*** Page text

Metadata-Version: 2.1
Name: dime-pytorch
Version: 1.0.1
Summary: PyTorch-implementation of the DIME method to detect out-of-distribution observations in deep learning.
Home-page: https://github.com/sartorius-research/dime.pytorch
Author: Rickard Sjoegren
Author-email: rickard.sjoegren@sartorius.com
License: MIT
Platform: UNKNOWN
Classifier: Development Status :: 5 - Production/Stable
Classifier: Programming Language :: Python :: 3
Classifier: Intended Audience :: Science/Research
Classifier: License :: OSI Approved :: MIT License
Classifier: Topic :: Scientific/Engineering :: Artificial Intelligence
Requires-Python: >=3.6
Description-Content-Type: text/markdown
License-File: LICENSE

# Distance to Modelled Embedding (DIME)

This repo contains an implementation of DIME, which is a method to detect out-of-distribution (OOD) observations in deep 
learning. DIME provides a flexible method to detect OOD-observations with minimal computational overhead and simply assumes
access to intermediate features from an ANN.

******
*** Data supplied

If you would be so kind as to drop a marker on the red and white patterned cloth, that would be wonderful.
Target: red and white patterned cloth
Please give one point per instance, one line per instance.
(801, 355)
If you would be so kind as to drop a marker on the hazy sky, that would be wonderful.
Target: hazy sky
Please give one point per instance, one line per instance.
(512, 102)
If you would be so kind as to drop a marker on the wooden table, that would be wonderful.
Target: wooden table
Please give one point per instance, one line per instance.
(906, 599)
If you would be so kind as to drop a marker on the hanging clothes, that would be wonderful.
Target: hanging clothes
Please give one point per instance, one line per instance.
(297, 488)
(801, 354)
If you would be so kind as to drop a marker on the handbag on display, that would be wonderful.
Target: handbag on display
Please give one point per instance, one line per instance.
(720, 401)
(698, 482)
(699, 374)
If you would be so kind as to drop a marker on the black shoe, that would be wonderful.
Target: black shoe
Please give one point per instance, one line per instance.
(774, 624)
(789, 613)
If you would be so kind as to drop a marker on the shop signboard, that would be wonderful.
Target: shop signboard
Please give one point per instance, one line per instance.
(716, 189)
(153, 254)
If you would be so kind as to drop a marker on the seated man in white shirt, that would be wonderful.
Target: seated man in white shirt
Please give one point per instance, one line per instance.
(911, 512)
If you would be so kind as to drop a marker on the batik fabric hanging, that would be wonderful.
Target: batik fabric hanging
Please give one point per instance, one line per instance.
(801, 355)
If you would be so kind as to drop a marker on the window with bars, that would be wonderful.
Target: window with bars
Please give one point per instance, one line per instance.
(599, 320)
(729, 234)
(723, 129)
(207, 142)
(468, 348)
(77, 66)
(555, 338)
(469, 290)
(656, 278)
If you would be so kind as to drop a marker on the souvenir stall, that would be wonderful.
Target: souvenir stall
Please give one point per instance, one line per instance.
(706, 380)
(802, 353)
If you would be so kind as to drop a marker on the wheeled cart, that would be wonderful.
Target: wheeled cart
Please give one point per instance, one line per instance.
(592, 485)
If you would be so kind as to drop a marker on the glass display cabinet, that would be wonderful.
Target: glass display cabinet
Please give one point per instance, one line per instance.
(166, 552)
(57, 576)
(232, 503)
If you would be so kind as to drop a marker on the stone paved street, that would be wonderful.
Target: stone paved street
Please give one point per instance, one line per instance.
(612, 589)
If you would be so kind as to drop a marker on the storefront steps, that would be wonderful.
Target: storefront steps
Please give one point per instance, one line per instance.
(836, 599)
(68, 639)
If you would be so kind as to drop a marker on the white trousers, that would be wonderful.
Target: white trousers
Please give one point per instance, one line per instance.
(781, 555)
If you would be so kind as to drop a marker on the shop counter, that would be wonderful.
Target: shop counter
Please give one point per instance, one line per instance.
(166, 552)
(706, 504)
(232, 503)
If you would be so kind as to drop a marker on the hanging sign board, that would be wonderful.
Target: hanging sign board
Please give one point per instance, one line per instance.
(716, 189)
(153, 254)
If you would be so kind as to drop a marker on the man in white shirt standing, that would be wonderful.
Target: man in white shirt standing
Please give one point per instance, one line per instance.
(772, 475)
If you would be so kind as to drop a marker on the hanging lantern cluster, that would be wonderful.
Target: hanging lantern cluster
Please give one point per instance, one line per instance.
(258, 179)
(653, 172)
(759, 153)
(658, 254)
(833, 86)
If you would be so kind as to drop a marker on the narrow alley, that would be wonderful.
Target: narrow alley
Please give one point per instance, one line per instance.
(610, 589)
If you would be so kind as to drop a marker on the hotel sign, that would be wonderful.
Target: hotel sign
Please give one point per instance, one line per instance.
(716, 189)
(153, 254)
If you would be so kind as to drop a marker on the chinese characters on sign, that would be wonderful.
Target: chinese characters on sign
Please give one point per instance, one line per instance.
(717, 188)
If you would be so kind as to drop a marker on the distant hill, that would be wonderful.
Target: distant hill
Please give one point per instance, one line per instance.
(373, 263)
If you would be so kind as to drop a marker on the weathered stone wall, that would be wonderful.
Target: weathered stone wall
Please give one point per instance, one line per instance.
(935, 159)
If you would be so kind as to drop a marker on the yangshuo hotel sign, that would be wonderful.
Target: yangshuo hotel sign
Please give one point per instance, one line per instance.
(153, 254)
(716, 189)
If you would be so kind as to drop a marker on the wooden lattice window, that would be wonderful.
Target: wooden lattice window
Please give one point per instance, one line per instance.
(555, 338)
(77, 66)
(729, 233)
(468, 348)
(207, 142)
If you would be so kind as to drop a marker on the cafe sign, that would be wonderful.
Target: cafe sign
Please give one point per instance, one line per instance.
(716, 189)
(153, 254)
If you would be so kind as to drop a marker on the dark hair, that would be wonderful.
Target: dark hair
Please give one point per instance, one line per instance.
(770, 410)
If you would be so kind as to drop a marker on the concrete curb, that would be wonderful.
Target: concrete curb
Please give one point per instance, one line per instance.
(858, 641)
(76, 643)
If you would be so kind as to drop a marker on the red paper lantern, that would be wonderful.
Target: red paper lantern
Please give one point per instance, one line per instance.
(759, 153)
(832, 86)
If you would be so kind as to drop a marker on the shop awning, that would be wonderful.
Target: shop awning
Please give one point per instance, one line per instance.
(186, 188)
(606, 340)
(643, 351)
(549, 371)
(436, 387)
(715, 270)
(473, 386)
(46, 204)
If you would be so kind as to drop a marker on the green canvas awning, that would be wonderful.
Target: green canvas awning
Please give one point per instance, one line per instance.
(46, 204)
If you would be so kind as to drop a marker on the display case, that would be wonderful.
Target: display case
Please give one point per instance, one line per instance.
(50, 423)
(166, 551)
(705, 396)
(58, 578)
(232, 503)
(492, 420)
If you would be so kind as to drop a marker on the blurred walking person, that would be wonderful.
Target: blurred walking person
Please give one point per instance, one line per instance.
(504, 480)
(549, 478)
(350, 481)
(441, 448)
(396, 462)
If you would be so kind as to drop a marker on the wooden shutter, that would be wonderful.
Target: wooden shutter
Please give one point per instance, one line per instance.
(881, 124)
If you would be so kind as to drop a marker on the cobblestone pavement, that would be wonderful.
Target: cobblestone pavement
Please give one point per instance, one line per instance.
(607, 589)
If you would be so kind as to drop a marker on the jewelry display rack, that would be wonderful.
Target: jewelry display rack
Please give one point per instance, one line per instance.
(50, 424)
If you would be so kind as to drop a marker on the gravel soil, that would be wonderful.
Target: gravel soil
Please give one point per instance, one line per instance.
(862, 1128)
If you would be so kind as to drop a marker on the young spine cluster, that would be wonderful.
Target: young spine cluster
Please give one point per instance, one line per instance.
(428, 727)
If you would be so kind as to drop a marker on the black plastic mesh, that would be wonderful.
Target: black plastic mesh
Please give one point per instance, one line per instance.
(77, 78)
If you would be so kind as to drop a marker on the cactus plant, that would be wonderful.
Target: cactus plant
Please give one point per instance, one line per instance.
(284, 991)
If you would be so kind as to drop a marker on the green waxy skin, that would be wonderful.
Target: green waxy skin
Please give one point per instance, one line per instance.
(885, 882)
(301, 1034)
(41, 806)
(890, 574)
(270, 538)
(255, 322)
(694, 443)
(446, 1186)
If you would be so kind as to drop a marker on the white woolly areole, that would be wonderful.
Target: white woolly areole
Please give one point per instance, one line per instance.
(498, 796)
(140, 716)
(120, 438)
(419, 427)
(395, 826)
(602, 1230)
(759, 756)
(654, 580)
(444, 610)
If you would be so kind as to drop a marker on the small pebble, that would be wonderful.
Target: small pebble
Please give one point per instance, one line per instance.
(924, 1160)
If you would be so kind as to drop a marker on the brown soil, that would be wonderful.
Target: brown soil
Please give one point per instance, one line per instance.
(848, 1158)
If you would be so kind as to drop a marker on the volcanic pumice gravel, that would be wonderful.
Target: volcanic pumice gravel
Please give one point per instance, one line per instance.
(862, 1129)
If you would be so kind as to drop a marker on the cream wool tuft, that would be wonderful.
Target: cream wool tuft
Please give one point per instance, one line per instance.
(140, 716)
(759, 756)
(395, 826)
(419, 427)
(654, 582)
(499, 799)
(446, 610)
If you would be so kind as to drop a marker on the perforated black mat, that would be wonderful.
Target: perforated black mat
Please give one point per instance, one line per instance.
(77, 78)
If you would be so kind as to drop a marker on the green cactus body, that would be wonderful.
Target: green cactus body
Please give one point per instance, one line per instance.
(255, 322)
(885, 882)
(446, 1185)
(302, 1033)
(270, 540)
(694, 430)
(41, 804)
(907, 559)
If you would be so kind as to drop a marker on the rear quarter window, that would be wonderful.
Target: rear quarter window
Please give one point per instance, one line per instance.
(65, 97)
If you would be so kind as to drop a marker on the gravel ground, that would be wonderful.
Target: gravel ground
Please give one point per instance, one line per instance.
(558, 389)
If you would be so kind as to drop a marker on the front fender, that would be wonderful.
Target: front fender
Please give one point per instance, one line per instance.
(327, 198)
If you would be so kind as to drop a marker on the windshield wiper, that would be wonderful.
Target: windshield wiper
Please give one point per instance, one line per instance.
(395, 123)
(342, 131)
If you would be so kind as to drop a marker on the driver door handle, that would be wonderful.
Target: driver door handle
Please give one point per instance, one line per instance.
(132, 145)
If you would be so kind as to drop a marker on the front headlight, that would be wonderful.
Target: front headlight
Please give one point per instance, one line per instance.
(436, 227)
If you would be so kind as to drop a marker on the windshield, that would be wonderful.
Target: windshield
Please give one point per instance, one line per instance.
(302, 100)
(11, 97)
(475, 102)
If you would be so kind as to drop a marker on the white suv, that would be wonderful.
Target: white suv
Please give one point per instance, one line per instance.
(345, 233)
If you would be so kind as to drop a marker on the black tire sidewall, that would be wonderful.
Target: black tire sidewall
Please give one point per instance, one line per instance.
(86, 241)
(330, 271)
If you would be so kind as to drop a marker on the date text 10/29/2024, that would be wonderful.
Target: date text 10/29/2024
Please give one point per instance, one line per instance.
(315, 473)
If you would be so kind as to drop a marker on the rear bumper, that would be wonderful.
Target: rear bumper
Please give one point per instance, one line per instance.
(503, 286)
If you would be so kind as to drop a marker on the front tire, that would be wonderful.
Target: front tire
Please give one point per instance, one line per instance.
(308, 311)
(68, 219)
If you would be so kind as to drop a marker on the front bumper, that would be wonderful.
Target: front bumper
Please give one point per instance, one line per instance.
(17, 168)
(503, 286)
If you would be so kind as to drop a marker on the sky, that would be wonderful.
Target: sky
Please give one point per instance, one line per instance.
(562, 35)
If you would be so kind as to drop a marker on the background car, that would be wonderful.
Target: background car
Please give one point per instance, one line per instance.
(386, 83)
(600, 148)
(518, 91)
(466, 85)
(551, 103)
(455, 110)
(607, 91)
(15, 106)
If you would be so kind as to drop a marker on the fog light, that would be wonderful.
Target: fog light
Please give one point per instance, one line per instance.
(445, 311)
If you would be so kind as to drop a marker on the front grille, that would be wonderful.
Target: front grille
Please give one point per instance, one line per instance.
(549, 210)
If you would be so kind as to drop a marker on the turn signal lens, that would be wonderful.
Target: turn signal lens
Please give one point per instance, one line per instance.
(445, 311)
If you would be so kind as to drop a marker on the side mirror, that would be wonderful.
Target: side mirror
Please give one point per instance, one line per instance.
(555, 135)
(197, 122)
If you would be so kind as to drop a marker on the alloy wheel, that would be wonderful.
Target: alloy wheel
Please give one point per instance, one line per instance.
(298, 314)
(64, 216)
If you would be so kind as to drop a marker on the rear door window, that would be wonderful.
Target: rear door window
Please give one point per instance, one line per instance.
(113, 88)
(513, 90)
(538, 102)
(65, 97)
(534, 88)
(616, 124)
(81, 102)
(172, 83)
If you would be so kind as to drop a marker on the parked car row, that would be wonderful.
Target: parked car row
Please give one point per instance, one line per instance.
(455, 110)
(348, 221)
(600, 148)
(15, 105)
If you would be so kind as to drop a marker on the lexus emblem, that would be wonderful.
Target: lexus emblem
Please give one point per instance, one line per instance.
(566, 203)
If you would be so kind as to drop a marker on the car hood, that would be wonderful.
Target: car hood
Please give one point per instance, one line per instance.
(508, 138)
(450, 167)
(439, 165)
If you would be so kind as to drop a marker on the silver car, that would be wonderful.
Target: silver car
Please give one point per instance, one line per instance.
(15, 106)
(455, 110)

******

Objective: In the DIME package description, rewrite the part between "This repo contains" and "from an ANN.", inclusive, changing "intermediate features" to "hidden-layer activations".

Output for this exercise:
This repo contains an implementation of DIME, which is a method to detect out-of-distribution (OOD) observations in deep 
learning. DIME provides a flexible method to detect OOD-observations with minimal computational overhead and simply assumes
access to hidden-layer activations from an ANN.